» Texto-fonte
▬▬▬▬▬▬▬▬▬▬
Por Luciana Barreto.
Foto: Emília Silberstein/UnB Agência
A uma plateia absolutamente atenta e reverente, Roberto Schwarz – um dos maiores nomes da crítica literária nacional, responsável por revolucionar o olhar sobre a obra machadiana e ainda empreender conceitos balizadores na compreensão da literatura em perspectiva social e histórica – lançou um novo facho de luz a um livro que se apresentou como original e transformador para várias gerações, mantendo-se notável até hoje: Ao vencedor as batatas, publicado há exatos 35 anos.
A atualidade de suas reflexões críticas motivou o grupo de pesquisa Literatura e Modernidade Periférica a propor o colóquio Trinta e cinco anos de Ao vencedor as batatas, problemas de literatura, cultura e sujeito. Na abertura do evento, ocorrido nessa semana, a vice-reitora Sonia Báo elogiou a iniciativa, dizendo que “a presença do reconhecido teórico muito honra a Universidade de Brasília”. A chefe do Departamento de Teoria Literária e Literaturas, Maria Isabel Edom Pires, saudou o palestrante mencionando uma carta recebida de um jovem estudante de 20 anos, o qual se apresenta como fiel leitor do livro, afirmando ter seu estudos inspirados pelo crítico.
▬▬▬▬▬▬▬▬▬▬
» Dados fornecidos
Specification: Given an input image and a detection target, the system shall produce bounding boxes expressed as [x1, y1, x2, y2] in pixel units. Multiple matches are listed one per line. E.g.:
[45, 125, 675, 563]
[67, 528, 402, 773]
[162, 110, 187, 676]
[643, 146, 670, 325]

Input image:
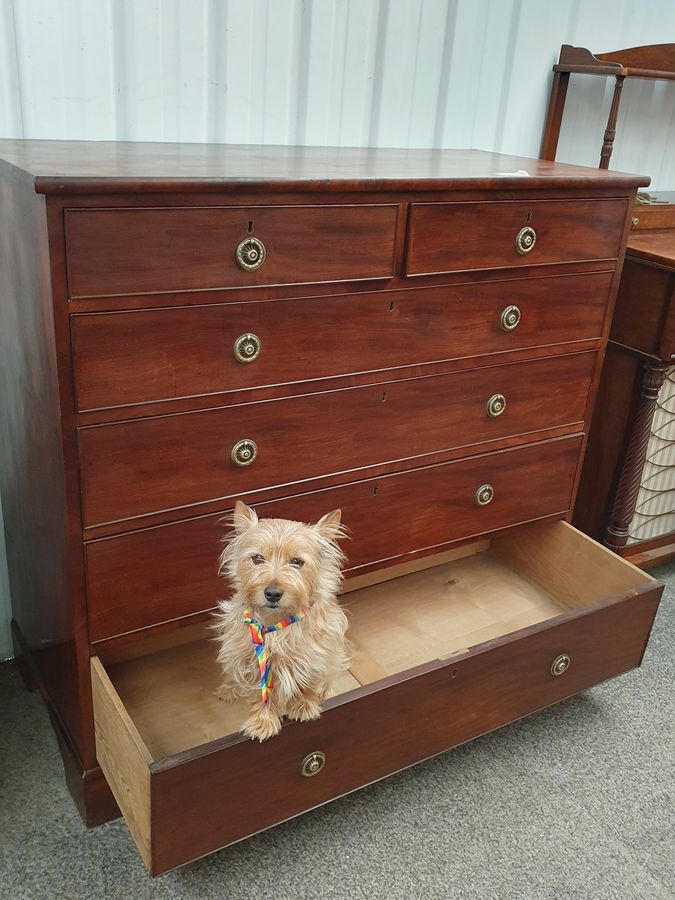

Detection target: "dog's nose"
[264, 587, 284, 603]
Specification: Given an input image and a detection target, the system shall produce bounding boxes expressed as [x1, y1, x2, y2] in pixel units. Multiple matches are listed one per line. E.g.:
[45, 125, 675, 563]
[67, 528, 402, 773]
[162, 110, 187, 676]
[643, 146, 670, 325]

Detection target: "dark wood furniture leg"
[605, 362, 668, 552]
[539, 72, 570, 160]
[599, 75, 625, 169]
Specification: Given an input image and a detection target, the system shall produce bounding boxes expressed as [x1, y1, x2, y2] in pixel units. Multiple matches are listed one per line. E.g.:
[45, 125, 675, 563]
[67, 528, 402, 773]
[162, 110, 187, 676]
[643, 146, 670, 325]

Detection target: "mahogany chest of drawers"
[0, 141, 661, 874]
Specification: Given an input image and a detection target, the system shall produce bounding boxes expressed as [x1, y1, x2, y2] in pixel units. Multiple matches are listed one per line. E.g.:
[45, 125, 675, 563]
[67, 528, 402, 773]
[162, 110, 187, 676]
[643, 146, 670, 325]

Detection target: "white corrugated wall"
[0, 0, 675, 658]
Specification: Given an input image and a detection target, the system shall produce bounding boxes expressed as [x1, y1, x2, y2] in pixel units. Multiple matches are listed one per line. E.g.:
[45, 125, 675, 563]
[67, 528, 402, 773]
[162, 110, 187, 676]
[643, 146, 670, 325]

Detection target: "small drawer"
[79, 352, 596, 526]
[71, 272, 612, 411]
[405, 200, 627, 275]
[65, 204, 398, 298]
[91, 522, 662, 875]
[86, 435, 581, 641]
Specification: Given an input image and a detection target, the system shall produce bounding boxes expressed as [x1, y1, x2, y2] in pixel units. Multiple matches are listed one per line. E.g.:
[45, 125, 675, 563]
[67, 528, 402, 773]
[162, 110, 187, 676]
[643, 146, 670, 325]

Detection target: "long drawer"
[92, 522, 662, 874]
[71, 272, 612, 410]
[65, 204, 398, 298]
[79, 352, 595, 526]
[405, 200, 626, 275]
[86, 435, 581, 641]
▬▬▬▬▬▬▬▬▬▬
» Tarefas do exercício
1. De acordo com o texto-fonte, o que levou o grupo de pesquisa Literatura e Modernidade Periférica a propor o colóquio sobre Ao vencedor as batatas? Responda em uma a três frases.
2. Transcreva do texto-fonte o trecho que vai de "A atualidade de" até "inspirados pelo crítico.".

» Respostas
1. O colóquio foi proposto por causa da atualidade das reflexões críticas de Roberto Schwarz. O livro havia sido publicado há exatos 35 anos.

2.
A atualidade de suas reflexões críticas motivou o grupo de pesquisa Literatura e Modernidade Periférica a propor o colóquio Trinta e cinco anos de Ao vencedor as batatas, problemas de literatura, cultura e sujeito. Na abertura do evento, ocorrido nessa semana, a vice-reitora Sonia Báo elogiou a iniciativa, dizendo que “a presença do reconhecido teórico muito honra a Universidade de Brasília”. A chefe do Departamento de Teoria Literária e Literaturas, Maria Isabel Edom Pires, saudou o palestrante mencionando uma carta recebida de um jovem estudante de 20 anos, o qual se apresenta como fiel leitor do livro, afirmando ter seu estudos inspirados pelo crítico.